STATED EXERCISE:
Print the listing below in its entirety, character for character.

RECORDS TO USE:
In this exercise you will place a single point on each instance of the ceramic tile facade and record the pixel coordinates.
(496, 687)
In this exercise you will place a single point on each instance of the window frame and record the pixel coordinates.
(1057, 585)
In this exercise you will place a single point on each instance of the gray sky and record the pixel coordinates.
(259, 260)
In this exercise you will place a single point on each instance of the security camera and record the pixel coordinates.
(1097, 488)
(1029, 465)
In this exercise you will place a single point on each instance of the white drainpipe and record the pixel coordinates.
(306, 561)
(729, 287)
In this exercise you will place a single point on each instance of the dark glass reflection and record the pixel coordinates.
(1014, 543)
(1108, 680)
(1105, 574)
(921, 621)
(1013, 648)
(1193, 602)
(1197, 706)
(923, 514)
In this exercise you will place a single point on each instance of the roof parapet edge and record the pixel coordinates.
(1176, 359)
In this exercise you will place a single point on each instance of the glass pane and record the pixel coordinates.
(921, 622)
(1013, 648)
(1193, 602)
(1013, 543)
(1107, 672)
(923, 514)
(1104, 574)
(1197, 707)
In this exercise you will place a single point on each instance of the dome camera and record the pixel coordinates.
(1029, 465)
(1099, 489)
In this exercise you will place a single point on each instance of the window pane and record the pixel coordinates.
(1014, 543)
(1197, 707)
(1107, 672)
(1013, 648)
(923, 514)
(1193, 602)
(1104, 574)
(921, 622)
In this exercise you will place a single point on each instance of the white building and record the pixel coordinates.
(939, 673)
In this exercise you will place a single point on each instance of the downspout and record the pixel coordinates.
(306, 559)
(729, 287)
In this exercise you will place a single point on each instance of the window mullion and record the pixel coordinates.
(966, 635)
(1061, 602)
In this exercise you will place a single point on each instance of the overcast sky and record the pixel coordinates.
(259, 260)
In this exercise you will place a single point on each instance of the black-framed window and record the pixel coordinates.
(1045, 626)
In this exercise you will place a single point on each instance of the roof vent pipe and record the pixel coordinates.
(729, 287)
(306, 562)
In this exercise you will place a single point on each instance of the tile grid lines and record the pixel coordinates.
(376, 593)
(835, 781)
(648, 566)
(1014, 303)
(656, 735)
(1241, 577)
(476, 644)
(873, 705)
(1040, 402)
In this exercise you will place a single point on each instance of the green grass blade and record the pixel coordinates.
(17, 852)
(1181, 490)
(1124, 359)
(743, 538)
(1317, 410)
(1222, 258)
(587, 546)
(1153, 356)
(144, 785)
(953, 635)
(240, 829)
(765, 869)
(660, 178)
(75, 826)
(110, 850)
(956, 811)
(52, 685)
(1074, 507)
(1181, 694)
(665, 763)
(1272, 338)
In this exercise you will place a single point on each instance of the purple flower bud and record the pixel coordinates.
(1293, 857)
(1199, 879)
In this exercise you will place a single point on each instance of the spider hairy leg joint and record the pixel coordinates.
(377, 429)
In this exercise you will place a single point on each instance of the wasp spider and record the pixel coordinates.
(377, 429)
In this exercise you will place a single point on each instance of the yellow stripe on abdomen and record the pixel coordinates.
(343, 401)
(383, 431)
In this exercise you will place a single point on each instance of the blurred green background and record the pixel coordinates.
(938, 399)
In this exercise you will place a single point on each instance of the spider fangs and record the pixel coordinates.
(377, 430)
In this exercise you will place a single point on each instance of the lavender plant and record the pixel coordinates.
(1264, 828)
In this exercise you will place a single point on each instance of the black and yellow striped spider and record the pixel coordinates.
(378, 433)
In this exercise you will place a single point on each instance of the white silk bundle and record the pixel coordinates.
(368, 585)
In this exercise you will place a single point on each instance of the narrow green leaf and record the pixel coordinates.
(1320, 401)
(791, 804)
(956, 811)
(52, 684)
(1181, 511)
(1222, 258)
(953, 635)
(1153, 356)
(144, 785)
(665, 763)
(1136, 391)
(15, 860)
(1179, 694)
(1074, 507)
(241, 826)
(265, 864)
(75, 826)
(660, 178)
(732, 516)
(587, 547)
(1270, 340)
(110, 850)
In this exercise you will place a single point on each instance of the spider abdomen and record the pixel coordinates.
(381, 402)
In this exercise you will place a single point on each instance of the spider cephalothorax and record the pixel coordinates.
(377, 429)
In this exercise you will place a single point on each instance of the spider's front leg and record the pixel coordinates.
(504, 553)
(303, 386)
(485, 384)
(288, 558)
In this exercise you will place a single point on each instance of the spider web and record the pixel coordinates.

WRITTEN SOLUTION:
In this exercise you will place a single point on each instance of the ceramic tile facade and record the pixel coordinates.
(496, 687)
In this exercise you will place a single point on each instance of the window frame and record the pixel coordinates.
(1057, 585)
In this exercise you will place a single point on each instance of the gray sky and record the pixel coordinates.
(259, 260)
In this exercise you will place a single point on each instance of the security camera and record the pixel coordinates.
(1097, 488)
(1029, 465)
In this exercise you will place a single point on each instance of the white drainpipe and record the pixel coordinates.
(306, 561)
(729, 287)
In this exercise you will place a single point on each instance of the dark glass reflection and record the pixel coordinates.
(1014, 543)
(1108, 680)
(1105, 574)
(921, 621)
(1013, 648)
(1193, 602)
(1197, 706)
(923, 514)
In this exercise you will place a single point on each instance of the roof parapet edge and record the pixel coordinates.
(1176, 359)
In this exercise you will place a single point on each instance of the glass pane and record the pixel coordinates.
(921, 622)
(1013, 648)
(1193, 602)
(1013, 543)
(1107, 672)
(923, 514)
(1104, 574)
(1197, 707)
In this exercise you will place a single point on each instance of the dome camera and record the pixel coordinates.
(1029, 465)
(1099, 489)
In this exercise you will place a single point on each instance of the window pane and record the pixel coordinates.
(1014, 543)
(1197, 707)
(1107, 672)
(1013, 648)
(923, 514)
(1193, 602)
(1104, 574)
(921, 622)
In this exercise you will place a single point on each instance of the white building and record the pixel coordinates.
(939, 673)
In this exercise you will place a single point on each instance of the downspout and record the pixel coordinates.
(306, 559)
(729, 287)
In this exercise you will place a single point on each instance of the window mullion and record the pixel coordinates.
(966, 635)
(1061, 602)
In this exercise you will place a single point on each instance of the overcast sky and record the pixel coordinates.
(259, 260)
In this exercise you will place a single point on each instance of the black-framed window and record the pixel coordinates.
(1045, 626)
In this exercise you will place a single point on each instance of the roof vent pipe and record the pixel coordinates.
(729, 287)
(306, 562)
In this exercise you will place a single point on each instance of the tile grid lines and record the pixel coordinates.
(376, 593)
(835, 781)
(648, 566)
(1014, 303)
(656, 735)
(1241, 577)
(476, 644)
(873, 705)
(1040, 402)
In this exercise you will place a single point on each instance of the green grass blade and record the pixel coordinates.
(17, 852)
(1181, 490)
(1124, 359)
(743, 538)
(1317, 410)
(1222, 258)
(587, 546)
(1153, 356)
(144, 785)
(953, 635)
(240, 829)
(765, 869)
(660, 178)
(75, 826)
(110, 850)
(956, 811)
(52, 685)
(1074, 507)
(1181, 694)
(665, 763)
(1272, 338)
In this exercise you will place a single point on each instance of the purple flower bud and record the pixel coordinates.
(1293, 857)
(1199, 879)
In this exercise you will place a single point on each instance of the spider hairy leg joint and record the pixel coordinates.
(377, 429)
In this exercise you will place a single point on each instance of the wasp spider and record the pixel coordinates.
(377, 429)
In this exercise you will place a single point on each instance of the yellow stripe on abdomen and record the pixel coordinates.
(343, 401)
(383, 431)
In this exercise you will place a single point on each instance of the blurred green background and record the pixel coordinates.
(938, 399)
In this exercise you will place a single point on each instance of the spider fangs and record the pixel coordinates.
(377, 430)
In this exercise you will place a single point on each instance of the lavender plant and record the pixel coordinates.
(1264, 828)
In this exercise you will place a single point on each instance of the black and yellow striped spider and record the pixel coordinates.
(378, 433)
In this exercise you will place a single point on each instance of the white silk bundle and record the pixel coordinates.
(368, 585)
In this exercise you will place a single point on each instance of the narrow green leaf and record the pixel coordinates.
(1320, 401)
(791, 804)
(956, 811)
(52, 684)
(1181, 511)
(1222, 258)
(953, 635)
(1153, 356)
(144, 785)
(665, 763)
(1136, 391)
(15, 860)
(1179, 694)
(1074, 507)
(241, 826)
(265, 864)
(75, 826)
(660, 178)
(732, 516)
(587, 547)
(1270, 340)
(110, 850)
In this exercise you will place a single point on each instance of the spider abdomen and record the pixel coordinates.
(381, 402)
In this exercise you will place a single point on each instance of the spider cephalothorax and record the pixel coordinates.
(377, 429)
In this exercise you will place a single point on each instance of the spider's front leg and record the pixel coordinates.
(504, 553)
(303, 386)
(485, 384)
(288, 558)
In this exercise you will place a single point on each instance of the spider web and record the pixel coordinates.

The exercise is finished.